Work to complete: Copy each of the rows below word for word, without changing anything.

Records shown:
* BEGIN *

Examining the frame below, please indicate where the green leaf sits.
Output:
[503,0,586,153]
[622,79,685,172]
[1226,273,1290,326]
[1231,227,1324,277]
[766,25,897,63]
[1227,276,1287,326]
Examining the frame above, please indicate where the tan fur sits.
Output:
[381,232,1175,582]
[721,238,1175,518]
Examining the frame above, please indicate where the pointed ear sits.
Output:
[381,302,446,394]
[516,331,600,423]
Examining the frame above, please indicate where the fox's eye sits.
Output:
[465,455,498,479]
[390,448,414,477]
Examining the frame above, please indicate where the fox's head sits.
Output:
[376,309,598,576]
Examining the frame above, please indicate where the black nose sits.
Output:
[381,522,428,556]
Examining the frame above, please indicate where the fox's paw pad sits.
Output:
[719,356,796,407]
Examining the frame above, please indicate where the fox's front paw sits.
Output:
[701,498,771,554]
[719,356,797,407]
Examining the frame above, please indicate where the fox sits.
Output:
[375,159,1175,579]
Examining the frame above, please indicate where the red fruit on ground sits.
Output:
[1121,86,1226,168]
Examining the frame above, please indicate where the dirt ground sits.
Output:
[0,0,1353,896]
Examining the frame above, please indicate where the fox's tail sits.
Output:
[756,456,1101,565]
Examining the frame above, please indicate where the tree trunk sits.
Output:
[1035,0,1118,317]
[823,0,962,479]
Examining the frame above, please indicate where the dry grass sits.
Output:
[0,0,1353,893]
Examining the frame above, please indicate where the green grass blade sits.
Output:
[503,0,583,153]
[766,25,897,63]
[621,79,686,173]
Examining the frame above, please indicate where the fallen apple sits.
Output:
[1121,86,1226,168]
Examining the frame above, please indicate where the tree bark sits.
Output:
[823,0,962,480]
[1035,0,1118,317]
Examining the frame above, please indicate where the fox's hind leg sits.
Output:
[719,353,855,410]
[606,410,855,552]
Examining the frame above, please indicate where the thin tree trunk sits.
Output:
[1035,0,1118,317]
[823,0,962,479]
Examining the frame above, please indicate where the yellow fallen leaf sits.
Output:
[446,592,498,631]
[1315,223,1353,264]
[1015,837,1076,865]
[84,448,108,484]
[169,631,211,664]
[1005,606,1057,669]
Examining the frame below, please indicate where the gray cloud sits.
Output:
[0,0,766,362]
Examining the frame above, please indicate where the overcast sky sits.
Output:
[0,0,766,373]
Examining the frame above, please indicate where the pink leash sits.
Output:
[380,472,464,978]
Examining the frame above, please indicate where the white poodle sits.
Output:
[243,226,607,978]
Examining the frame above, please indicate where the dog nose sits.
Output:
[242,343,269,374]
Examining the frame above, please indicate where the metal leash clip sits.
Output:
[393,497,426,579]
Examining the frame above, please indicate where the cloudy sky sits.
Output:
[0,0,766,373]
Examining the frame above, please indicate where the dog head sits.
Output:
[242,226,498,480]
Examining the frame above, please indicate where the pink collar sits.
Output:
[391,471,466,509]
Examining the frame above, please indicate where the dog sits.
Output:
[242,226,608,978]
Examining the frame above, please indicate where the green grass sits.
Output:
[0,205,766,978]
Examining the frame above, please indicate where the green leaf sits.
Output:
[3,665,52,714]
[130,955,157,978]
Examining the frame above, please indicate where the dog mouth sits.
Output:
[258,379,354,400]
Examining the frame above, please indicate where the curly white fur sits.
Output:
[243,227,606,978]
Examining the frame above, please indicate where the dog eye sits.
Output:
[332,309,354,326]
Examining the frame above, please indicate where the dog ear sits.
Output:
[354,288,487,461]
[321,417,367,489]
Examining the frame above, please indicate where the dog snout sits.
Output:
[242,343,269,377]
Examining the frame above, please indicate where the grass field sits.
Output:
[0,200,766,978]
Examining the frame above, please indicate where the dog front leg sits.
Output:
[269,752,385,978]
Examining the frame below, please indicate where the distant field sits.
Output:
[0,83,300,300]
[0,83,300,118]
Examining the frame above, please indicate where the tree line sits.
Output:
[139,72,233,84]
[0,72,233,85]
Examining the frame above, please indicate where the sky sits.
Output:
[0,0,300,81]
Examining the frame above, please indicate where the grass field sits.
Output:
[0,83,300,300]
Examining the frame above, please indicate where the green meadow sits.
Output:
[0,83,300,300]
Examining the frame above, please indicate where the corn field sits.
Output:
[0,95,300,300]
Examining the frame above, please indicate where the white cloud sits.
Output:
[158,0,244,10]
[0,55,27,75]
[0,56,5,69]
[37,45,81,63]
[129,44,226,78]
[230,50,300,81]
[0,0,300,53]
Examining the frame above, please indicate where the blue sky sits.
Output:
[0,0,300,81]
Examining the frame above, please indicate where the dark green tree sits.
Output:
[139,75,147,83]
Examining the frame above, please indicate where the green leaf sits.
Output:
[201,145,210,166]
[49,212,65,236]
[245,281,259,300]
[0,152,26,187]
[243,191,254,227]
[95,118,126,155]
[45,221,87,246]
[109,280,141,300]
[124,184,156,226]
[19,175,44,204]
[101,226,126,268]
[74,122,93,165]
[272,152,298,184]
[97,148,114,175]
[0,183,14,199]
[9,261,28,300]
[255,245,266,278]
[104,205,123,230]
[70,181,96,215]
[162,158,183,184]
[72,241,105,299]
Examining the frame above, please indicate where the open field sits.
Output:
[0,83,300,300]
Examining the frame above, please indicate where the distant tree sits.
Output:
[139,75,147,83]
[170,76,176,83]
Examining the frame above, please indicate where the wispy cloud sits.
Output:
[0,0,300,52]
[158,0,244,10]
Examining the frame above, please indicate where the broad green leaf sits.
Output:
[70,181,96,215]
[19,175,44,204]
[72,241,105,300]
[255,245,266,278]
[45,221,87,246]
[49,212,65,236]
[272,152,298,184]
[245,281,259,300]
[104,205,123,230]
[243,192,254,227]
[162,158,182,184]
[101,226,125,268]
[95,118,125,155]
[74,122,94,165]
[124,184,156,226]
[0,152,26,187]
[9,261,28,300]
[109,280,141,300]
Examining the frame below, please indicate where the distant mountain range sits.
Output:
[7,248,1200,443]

* END *

Complete output:
Examining the frame below, please indicate where the green leaf sits.
Output:
[503,0,586,153]
[622,79,685,172]
[1226,273,1290,326]
[1231,227,1324,277]
[766,25,897,63]
[1227,276,1287,326]
Examining the frame above, please indicate where the tan fur sits.
Output:
[381,232,1175,582]
[721,238,1175,518]
Examining the frame above, please indicate where the pointed ear sits.
Output:
[381,302,446,394]
[516,331,600,423]
Examining the frame above, please indicate where the fox's eye sits.
Output:
[465,455,498,479]
[390,448,414,477]
Examining the frame above, please indicate where the fox's head sits.
Output:
[376,309,598,576]
Examining the frame above, please indicate where the black nose sits.
Output:
[381,522,428,556]
Examining the frame above, please indicate where the fox's paw pad sits.
Output:
[719,356,796,407]
Examining the frame above, please indicate where the fox's front paw sits.
Output:
[701,498,771,554]
[719,356,797,407]
Examining the frame above, please indicate where the fox sits.
Output:
[375,159,1175,579]
Examining the frame above, please indicate where the red fruit on ground sits.
Output:
[1121,86,1226,168]
Examining the frame above, please indicate where the dirt ground sits.
Output:
[0,0,1353,896]
Examining the frame above, please indicate where the fox's tail sits.
Output:
[756,456,1101,565]
Examining the frame above, please indicate where the tree trunk sits.
Output:
[1035,0,1118,317]
[823,0,962,479]
Examining the frame above, please indicate where the dry grass sits.
Output:
[0,0,1353,893]
Examining the frame above, please indicate where the green grass blade sits.
Output:
[503,0,583,153]
[766,25,897,63]
[621,79,686,173]
Examining the frame above, please indicate where the fallen apple sits.
Output:
[1121,86,1226,168]
Examining the frame above, please indicate where the tree bark sits.
Output:
[823,0,962,480]
[1035,0,1118,317]
Examining the frame above, please indicate where the fox's hind leg sits.
Output:
[719,353,855,410]
[606,410,855,552]
Examining the frame above, please indicate where the thin tree trunk sits.
Output:
[1035,0,1118,317]
[823,0,962,479]
Examining the frame above, please indicate where the yellow fallen leaf sits.
Output:
[446,592,498,631]
[1315,223,1353,264]
[1015,837,1076,865]
[84,448,108,484]
[169,631,211,664]
[1005,606,1057,669]
Examining the frame below, please indicate where the gray cloud sits.
Output:
[0,0,766,362]
Examining the frame above, please indicate where the overcast sky sits.
Output:
[0,0,766,373]
Examining the frame above, please indicate where the pink leash sits.
Output:
[380,472,464,978]
Examining the frame above, please indicate where the white poodle sits.
Output:
[243,226,607,978]
Examining the frame above, please indicate where the dog nose sits.
Output:
[242,343,269,374]
Examining the frame above, please indicate where the metal leash clip sits.
Output:
[393,497,426,579]
Examining the frame above, please indicate where the cloudy sky sits.
Output:
[0,0,766,373]
Examining the frame above, please indicate where the dog head sits.
Output:
[242,226,498,480]
Examining the frame above, please indicate where the pink collar sits.
Output:
[391,471,466,509]
Examining the frame above, please indicate where the dog sits.
Output:
[242,226,608,978]
Examining the frame above, please indicate where the green grass sits.
Output:
[0,205,766,978]
Examining the frame above, please indicate where the green leaf sits.
Output:
[3,665,52,714]
[130,955,157,978]
Examining the frame above, please indicate where the dog mouth sits.
Output:
[258,379,354,400]
Examining the frame above, please indicate where the curly white fur sits.
Output:
[243,227,606,978]
Examining the frame above, please indicate where the dog eye sits.
Output:
[332,309,354,326]
Examining the frame above, please indicate where the dog ear sits.
Output:
[354,288,487,461]
[321,417,367,489]
Examining the frame above, please indicate where the dog snout sits.
Output:
[242,343,269,377]
Examining the frame above, please indicate where the grass field sits.
Output:
[0,200,766,978]
Examining the frame above, please indicate where the dog front leg sits.
Output:
[269,752,385,978]
Examining the frame below, please indicate where the distant field sits.
Output:
[0,83,300,300]
[0,83,300,118]
Examining the frame above, please indicate where the tree line sits.
Output:
[139,72,233,84]
[0,72,233,85]
Examining the frame above, please indicate where the sky sits.
Output:
[0,0,300,81]
Examining the frame above, please indicate where the grass field sits.
Output:
[0,83,300,300]
Examining the frame above, please indicate where the green meadow sits.
Output:
[0,83,300,300]
Examining the frame above, please indicate where the corn field sits.
Output:
[0,95,300,300]
Examining the frame above, please indicate where the white cloud sits.
Output:
[158,0,244,10]
[0,55,27,75]
[0,56,5,69]
[37,45,81,63]
[129,44,226,78]
[230,50,300,81]
[0,0,300,53]
Examining the frame above, please indicate where the blue sky sits.
Output:
[0,0,300,81]
Examining the frame above, please indicate where the dark green tree sits.
Output:
[139,75,147,83]
Examining the frame above, please indicate where the green leaf sits.
Output:
[201,145,210,166]
[49,212,65,236]
[245,281,259,300]
[0,152,26,187]
[243,191,254,227]
[95,118,126,155]
[45,221,87,246]
[109,280,141,300]
[124,184,156,226]
[19,175,44,204]
[101,226,126,268]
[74,122,93,165]
[272,152,298,184]
[97,148,114,175]
[0,183,14,199]
[9,261,28,300]
[255,245,266,278]
[104,205,123,230]
[70,181,96,215]
[162,158,183,184]
[72,241,105,299]
Examining the frame above, please indicate where the open field sits.
Output:
[0,83,300,300]
Examining the frame above, please indicate where the distant tree sits.
Output:
[139,75,147,83]
[170,76,176,83]
Examining the frame above, please indicate where the wispy cloud sits.
Output:
[0,0,300,52]
[158,0,244,10]
Examining the frame above, please indicate where the broad green leaf sits.
Output:
[70,181,96,215]
[19,175,44,204]
[72,241,105,300]
[255,245,266,278]
[45,221,87,246]
[49,212,65,236]
[272,152,298,184]
[245,281,259,300]
[104,205,123,230]
[243,192,254,227]
[162,158,182,184]
[101,226,125,268]
[95,118,125,155]
[74,122,94,165]
[124,184,156,226]
[0,152,26,187]
[9,261,28,300]
[109,280,141,300]
Examining the frame below, please indicate where the distant mountain range sits.
Output:
[7,248,1200,443]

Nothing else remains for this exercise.